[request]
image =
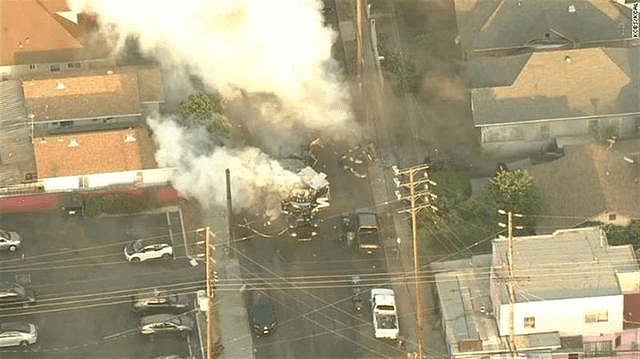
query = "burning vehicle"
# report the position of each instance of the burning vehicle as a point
(305, 202)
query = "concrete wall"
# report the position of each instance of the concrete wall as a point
(566, 316)
(155, 176)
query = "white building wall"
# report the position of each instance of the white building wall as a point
(566, 316)
(156, 176)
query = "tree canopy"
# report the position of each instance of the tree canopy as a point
(206, 110)
(513, 191)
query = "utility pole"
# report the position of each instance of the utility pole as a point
(230, 240)
(413, 196)
(209, 259)
(511, 281)
(359, 39)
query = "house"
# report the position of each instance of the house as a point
(548, 73)
(503, 27)
(590, 183)
(549, 98)
(572, 292)
(69, 43)
(97, 159)
(113, 98)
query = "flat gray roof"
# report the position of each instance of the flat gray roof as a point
(569, 263)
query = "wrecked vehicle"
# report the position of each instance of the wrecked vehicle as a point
(312, 196)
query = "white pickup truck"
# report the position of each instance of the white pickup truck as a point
(385, 314)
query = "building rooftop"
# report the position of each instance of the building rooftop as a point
(612, 185)
(570, 263)
(556, 85)
(93, 152)
(91, 95)
(490, 24)
(470, 326)
(17, 162)
(23, 22)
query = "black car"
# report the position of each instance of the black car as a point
(263, 320)
(14, 294)
(159, 302)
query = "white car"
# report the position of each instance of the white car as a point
(10, 240)
(17, 334)
(144, 249)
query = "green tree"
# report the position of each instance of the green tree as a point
(513, 191)
(202, 109)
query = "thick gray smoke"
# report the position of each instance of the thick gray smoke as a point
(270, 60)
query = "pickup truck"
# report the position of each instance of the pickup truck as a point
(385, 314)
(367, 236)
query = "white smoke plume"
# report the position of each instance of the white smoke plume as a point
(256, 178)
(276, 46)
(271, 62)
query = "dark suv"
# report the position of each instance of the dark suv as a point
(263, 320)
(14, 294)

● Problem:
Reproduce every record word for word. The copy must contain no pictures.

● Answer to this task:
[request]
image =
query = "burning vehicle"
# report the position of each instance of the burning vehicle as a point
(305, 202)
query = "concrete wall"
# report the position of each instance of the concrete wall as a point
(566, 316)
(155, 176)
query = "white building wall"
# report the position of each instance of the white building wall as a point
(566, 316)
(156, 176)
query = "tree canopy"
# report the position of each instance of the tree canopy as a point
(206, 110)
(513, 191)
query = "utility pole"
# report the position of each instance of the utility pole as a point
(230, 240)
(413, 196)
(209, 259)
(511, 281)
(359, 39)
query = "house"
# report the position of each instance of the house as a point
(548, 73)
(503, 27)
(590, 183)
(549, 98)
(572, 292)
(69, 43)
(97, 159)
(113, 98)
query = "flat gray roof"
# report the position of each instance of the flat gray roof as a point
(569, 263)
query = "wrecked vehicle"
# report the position of each instance of the wrecked vehicle as a point
(312, 196)
query = "white pickup truck"
# report the position of each instance of the white pickup truck as a point
(385, 314)
query = "building rooftop"
# report the position of each instance of the building rooftop as a point
(612, 185)
(570, 263)
(556, 85)
(93, 152)
(91, 95)
(490, 24)
(470, 326)
(17, 162)
(23, 22)
query = "black car"
# report the position of each instance of the black car as a point
(263, 320)
(14, 294)
(159, 302)
query = "white car"
# report the position of each instance of the white car as a point
(10, 240)
(17, 334)
(144, 249)
query = "green tree"
# report the position of each instance of the green tree as a point
(513, 191)
(202, 109)
query = "thick gray smoke"
# report the position of each instance of the thick gray smoke as a point
(270, 60)
query = "pickup truck"
# report the position of each instance of the pickup truck as a point
(385, 314)
(367, 236)
query = "white smoke plume"
# report the position of each instance of the white smoke plume as a point
(256, 178)
(276, 46)
(271, 62)
query = "dark suv"
# report the position of each instance of the dark suv as a point
(263, 320)
(14, 294)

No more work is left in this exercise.